[Lines of data]
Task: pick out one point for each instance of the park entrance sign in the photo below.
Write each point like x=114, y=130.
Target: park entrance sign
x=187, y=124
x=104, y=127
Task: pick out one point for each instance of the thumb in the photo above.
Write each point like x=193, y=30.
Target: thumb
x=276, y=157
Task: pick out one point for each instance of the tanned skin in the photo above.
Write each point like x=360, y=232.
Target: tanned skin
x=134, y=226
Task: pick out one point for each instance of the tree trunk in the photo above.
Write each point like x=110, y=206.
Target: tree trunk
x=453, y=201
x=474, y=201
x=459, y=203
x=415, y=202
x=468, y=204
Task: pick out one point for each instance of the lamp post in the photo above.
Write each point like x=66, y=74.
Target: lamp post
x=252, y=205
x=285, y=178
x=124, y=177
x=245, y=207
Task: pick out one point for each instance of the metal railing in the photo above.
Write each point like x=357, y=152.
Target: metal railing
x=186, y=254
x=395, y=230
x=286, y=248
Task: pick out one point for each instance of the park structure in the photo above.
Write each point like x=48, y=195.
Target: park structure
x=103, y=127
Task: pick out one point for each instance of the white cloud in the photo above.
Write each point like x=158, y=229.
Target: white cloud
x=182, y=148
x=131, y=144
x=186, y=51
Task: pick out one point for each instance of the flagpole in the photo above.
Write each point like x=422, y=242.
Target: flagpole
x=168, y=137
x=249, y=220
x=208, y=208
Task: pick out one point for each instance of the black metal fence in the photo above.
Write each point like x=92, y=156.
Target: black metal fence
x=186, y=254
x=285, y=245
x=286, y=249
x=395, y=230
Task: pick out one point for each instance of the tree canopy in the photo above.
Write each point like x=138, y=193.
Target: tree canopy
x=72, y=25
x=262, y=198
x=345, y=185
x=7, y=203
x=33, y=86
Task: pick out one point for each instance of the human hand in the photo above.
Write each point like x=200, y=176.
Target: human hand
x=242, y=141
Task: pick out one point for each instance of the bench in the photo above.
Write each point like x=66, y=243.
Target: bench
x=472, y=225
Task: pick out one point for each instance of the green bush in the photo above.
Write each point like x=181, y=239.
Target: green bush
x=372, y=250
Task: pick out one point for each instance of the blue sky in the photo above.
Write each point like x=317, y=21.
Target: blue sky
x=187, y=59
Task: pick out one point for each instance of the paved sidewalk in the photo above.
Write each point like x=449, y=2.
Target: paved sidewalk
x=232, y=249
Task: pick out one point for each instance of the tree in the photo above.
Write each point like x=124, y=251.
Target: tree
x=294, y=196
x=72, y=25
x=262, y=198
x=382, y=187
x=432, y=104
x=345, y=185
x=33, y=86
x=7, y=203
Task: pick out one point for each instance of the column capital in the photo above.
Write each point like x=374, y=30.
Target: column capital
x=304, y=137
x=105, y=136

### Your instructions
Rewrite the lines above, starting at the line that contains "canopy in the photo above." and ending at the line that contains "x=242, y=141", as a two-column CSV with the columns text and answer. Give one row for each item, with its wording and its answer each in one quoted field and line breaks turned into spaces.

### Task result
text,answer
"Task: pick out one point for each instance of the tree canopy in the photo above. Write each point like x=138, y=193. Target: tree canopy","x=72, y=25 x=262, y=198 x=345, y=185 x=7, y=203 x=33, y=86"
"Task: pick out one point for each instance of the human hand in the photo above. Write each point like x=200, y=176. Target: human hand","x=242, y=141"